§ **EXERCISE DESCRIPTION**:
Which lines in the data contain the word "caudal"? Please copy each of them.

§ **SUPPLIED DATA**:
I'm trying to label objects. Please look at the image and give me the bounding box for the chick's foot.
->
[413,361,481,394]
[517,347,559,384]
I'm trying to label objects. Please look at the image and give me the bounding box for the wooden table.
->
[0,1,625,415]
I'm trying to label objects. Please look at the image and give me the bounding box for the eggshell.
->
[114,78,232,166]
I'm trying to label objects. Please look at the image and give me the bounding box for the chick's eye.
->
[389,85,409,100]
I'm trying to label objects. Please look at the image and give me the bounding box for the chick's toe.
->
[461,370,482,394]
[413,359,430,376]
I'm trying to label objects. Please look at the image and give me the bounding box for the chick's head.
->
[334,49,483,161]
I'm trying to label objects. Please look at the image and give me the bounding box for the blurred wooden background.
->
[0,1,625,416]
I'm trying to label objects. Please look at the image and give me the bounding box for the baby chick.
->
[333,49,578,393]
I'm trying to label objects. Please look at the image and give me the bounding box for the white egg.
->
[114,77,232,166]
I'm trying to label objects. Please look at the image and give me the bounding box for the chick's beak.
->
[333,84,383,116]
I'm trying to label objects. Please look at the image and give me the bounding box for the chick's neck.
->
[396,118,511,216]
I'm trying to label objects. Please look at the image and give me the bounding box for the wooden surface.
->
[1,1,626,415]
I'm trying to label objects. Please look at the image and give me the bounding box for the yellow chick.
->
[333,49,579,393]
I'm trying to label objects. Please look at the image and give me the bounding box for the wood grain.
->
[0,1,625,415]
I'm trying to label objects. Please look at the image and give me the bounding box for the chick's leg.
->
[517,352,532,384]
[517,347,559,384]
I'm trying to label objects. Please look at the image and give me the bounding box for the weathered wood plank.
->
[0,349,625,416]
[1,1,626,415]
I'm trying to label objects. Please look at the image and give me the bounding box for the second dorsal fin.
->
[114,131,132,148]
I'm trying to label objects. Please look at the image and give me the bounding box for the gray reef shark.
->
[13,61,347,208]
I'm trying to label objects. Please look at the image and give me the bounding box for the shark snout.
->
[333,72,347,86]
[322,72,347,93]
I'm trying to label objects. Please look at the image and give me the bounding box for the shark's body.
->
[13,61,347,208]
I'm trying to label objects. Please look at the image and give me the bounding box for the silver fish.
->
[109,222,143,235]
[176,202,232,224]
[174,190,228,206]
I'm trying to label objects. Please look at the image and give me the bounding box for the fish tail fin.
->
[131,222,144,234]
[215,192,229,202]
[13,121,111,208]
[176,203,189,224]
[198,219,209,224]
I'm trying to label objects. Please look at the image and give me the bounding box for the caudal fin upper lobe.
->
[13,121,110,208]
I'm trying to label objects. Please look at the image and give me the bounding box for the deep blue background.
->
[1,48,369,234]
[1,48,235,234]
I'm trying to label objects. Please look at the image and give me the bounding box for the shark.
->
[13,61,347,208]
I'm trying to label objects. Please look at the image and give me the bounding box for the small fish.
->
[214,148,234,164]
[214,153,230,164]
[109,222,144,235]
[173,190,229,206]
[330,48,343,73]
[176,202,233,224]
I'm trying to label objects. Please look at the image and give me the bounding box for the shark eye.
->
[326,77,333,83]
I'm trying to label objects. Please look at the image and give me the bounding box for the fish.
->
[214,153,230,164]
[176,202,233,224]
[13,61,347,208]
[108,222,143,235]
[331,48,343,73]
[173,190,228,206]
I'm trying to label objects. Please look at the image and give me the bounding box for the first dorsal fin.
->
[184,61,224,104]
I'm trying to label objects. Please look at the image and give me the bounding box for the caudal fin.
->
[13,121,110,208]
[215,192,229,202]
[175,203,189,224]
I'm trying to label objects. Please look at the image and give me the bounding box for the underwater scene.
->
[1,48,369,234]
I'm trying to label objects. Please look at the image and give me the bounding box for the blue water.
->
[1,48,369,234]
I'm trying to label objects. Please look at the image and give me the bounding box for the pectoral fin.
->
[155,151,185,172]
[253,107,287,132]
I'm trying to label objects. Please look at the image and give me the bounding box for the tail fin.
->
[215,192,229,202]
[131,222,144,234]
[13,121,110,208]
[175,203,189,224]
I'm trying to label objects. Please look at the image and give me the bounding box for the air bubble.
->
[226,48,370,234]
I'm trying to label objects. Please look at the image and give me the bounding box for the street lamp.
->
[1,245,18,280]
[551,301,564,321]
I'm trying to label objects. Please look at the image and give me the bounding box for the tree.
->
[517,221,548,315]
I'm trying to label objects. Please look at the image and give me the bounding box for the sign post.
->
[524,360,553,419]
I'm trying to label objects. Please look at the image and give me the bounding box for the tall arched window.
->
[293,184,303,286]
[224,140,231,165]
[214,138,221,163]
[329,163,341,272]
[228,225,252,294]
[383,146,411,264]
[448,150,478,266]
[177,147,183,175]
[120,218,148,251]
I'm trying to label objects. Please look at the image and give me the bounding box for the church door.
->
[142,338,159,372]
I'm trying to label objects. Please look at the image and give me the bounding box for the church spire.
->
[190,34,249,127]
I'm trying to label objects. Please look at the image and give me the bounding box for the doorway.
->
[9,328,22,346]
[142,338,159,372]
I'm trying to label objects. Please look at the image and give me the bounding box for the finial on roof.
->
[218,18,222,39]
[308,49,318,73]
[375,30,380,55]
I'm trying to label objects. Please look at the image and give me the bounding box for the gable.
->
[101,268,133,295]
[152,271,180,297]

§ **EXERCISE OUTPUT**:
I'm trying to label objects. Please look at the image and give me the bounding box for the caudal fin upper lobe.
I'm trying to label objects. Please look at the image and give me the bounding box for the caudal fin.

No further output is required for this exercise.